_What is needed:_
Word-for-word transcription needed. Include every entry below but no pictures.

_Listed records:_
######
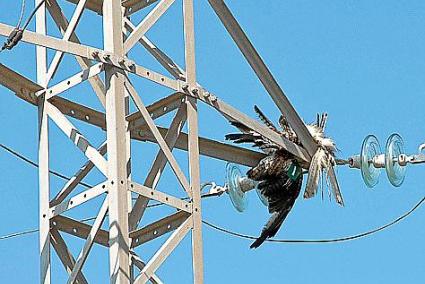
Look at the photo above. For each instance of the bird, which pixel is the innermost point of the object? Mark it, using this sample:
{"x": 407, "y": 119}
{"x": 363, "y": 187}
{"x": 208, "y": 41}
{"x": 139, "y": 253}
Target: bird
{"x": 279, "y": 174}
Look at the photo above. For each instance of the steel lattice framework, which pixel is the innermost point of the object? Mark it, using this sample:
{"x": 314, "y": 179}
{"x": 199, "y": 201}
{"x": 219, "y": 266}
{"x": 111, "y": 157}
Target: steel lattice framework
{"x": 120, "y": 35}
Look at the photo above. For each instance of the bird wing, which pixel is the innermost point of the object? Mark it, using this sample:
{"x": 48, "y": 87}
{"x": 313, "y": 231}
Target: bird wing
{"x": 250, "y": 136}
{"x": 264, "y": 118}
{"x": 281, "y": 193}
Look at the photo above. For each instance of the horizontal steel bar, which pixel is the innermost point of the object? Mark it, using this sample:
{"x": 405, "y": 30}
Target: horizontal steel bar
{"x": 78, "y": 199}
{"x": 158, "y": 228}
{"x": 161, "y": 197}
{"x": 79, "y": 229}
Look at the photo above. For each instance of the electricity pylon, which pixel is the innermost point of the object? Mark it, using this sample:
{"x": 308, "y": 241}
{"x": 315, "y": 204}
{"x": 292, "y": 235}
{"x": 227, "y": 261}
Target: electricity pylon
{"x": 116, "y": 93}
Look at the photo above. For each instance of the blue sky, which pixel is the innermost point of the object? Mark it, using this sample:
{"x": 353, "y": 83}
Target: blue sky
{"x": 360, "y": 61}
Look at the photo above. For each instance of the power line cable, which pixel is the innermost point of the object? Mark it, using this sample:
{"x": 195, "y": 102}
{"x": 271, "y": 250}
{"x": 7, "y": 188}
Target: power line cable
######
_Result for this exercise:_
Look at the photo above. For each instance of the bird, which pixel is the innermost point of the object? Mark it, using this sample:
{"x": 407, "y": 119}
{"x": 363, "y": 187}
{"x": 208, "y": 41}
{"x": 139, "y": 253}
Target: bird
{"x": 279, "y": 174}
Look at the photo above. For each instance of the steel lattice framework, which pixel is the innermost point of the object? Mark it, using this sample:
{"x": 314, "y": 179}
{"x": 199, "y": 201}
{"x": 219, "y": 266}
{"x": 111, "y": 157}
Target: steel lattice framework
{"x": 120, "y": 35}
Look at the photo above. For each instance of the bird wing, which pixel is the innermost point of the object? Mark it, using this sample:
{"x": 48, "y": 87}
{"x": 313, "y": 231}
Target: bird wing
{"x": 250, "y": 136}
{"x": 264, "y": 118}
{"x": 281, "y": 193}
Look at the photo above. For each instance of the horizontal steel bar, which pixel is the innermost point of the object? Mark it, using this sample:
{"x": 405, "y": 30}
Target: horizontal steel bar
{"x": 78, "y": 199}
{"x": 158, "y": 228}
{"x": 161, "y": 197}
{"x": 79, "y": 229}
Look at the photo above. For each instance of the electricity pylon, which pixel is the innermost point of the object? Mark it, using this sample:
{"x": 308, "y": 241}
{"x": 315, "y": 204}
{"x": 292, "y": 235}
{"x": 227, "y": 261}
Target: electricity pylon
{"x": 116, "y": 93}
Look at the photo above. For each instance of the blue sky, which pixel is the innermost point of the object? Mark it, using this sample:
{"x": 353, "y": 83}
Target: blue sky
{"x": 360, "y": 61}
Look at the photo above. For each instance of the power line cable, which pixel is the innermost point of the object? Mark it, using this sample:
{"x": 195, "y": 102}
{"x": 271, "y": 250}
{"x": 7, "y": 188}
Target: power line cable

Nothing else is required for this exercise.